EXERCISE AIM: Repeat the whole listing below, word for word.

───── MATERIAL SUPPLIED ─────

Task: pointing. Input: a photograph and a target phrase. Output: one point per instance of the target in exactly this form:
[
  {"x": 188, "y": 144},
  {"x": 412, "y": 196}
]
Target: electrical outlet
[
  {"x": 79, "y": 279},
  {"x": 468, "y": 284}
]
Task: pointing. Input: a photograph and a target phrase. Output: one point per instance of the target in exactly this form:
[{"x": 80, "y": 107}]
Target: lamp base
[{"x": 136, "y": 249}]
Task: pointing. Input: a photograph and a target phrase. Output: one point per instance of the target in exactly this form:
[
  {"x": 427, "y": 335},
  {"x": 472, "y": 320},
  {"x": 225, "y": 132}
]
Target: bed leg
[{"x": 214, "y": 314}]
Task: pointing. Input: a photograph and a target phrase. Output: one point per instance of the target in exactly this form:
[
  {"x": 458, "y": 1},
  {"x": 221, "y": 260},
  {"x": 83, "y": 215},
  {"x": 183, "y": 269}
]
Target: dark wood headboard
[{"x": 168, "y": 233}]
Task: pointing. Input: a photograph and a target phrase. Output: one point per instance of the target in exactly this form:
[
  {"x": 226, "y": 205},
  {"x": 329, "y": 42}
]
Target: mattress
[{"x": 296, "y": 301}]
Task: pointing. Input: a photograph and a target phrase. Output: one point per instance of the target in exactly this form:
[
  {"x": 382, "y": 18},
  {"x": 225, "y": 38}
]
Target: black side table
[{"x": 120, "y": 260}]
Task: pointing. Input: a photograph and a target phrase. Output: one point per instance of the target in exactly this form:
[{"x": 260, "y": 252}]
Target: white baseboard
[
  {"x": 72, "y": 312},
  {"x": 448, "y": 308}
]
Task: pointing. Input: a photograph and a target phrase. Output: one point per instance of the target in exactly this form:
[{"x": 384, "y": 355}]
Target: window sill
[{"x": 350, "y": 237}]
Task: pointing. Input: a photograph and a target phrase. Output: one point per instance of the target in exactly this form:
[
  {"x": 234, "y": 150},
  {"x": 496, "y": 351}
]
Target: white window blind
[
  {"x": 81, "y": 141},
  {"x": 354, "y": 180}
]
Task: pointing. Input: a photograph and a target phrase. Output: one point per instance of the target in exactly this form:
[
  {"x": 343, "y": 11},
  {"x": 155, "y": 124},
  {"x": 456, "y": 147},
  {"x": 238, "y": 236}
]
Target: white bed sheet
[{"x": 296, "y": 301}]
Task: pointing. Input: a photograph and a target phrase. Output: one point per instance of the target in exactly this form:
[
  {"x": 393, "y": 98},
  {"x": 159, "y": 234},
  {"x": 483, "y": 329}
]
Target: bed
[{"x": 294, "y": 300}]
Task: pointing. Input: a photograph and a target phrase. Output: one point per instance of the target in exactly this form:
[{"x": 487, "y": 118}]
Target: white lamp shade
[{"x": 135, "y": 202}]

─────

RESPONSE BELOW:
Task: pointing. Input: a photograph and a target phrase. Output: one point per instance of the target in exactly this form:
[
  {"x": 188, "y": 144},
  {"x": 412, "y": 196}
]
Target: electrical outlet
[
  {"x": 79, "y": 279},
  {"x": 468, "y": 284}
]
Task: pointing. Input: a photograph and a target phrase. Output: one point per instance of the target in exactly this form:
[{"x": 80, "y": 107}]
Target: lamp base
[{"x": 136, "y": 249}]
Task: pointing. Input: a photograph and a target phrase. Output: one point per instance of the target in exactly this form:
[
  {"x": 427, "y": 335},
  {"x": 472, "y": 320},
  {"x": 225, "y": 132}
]
Target: bed leg
[{"x": 214, "y": 314}]
Task: pointing. Input: a photograph and a target phrase. Output: one point per instance of the target in exactly this form:
[
  {"x": 458, "y": 1},
  {"x": 221, "y": 260},
  {"x": 83, "y": 215},
  {"x": 183, "y": 269}
]
Target: dark wood headboard
[{"x": 168, "y": 233}]
Task: pointing. Input: a photograph and a target phrase. Output: one point per instance of the target in exactly this form:
[
  {"x": 226, "y": 205},
  {"x": 329, "y": 42}
]
Target: mattress
[{"x": 296, "y": 301}]
Task: pointing. Input: a photograph and a target phrase. Output: one point per instance of the target in exactly this form:
[
  {"x": 382, "y": 18},
  {"x": 225, "y": 38}
]
Target: black side table
[{"x": 120, "y": 260}]
Task: pointing. Input: a photograph and a target phrase. Output: one point per instance of the target in exactly this form:
[{"x": 260, "y": 252}]
Target: white baseboard
[
  {"x": 72, "y": 312},
  {"x": 448, "y": 308}
]
Task: pointing. Input: a photograph and a target phrase. Output: one point per instance of the target in exactly this form:
[{"x": 384, "y": 355}]
Target: window sill
[{"x": 350, "y": 237}]
Task: pointing. Input: a photograph and a target phrase. Output: one point per instance of the target in exactly this form:
[
  {"x": 234, "y": 150},
  {"x": 496, "y": 351}
]
Target: white window blind
[
  {"x": 81, "y": 141},
  {"x": 354, "y": 180}
]
Task: pointing. Input: a photograph and a target phrase. Output: one point per instance of the target in exactly this form:
[
  {"x": 343, "y": 11},
  {"x": 155, "y": 124},
  {"x": 456, "y": 147},
  {"x": 238, "y": 236}
]
Target: white bed sheet
[{"x": 296, "y": 301}]
Task: pointing. Input: a photograph and a target phrase. Output: one point per instance of the target in exactly this form:
[
  {"x": 393, "y": 98},
  {"x": 159, "y": 234},
  {"x": 483, "y": 329}
]
Target: bed
[{"x": 294, "y": 300}]
Task: pointing. Input: a photograph and a target phrase. Output: one point per instance of the target in exactly this form:
[{"x": 487, "y": 118}]
Target: white lamp shade
[{"x": 135, "y": 202}]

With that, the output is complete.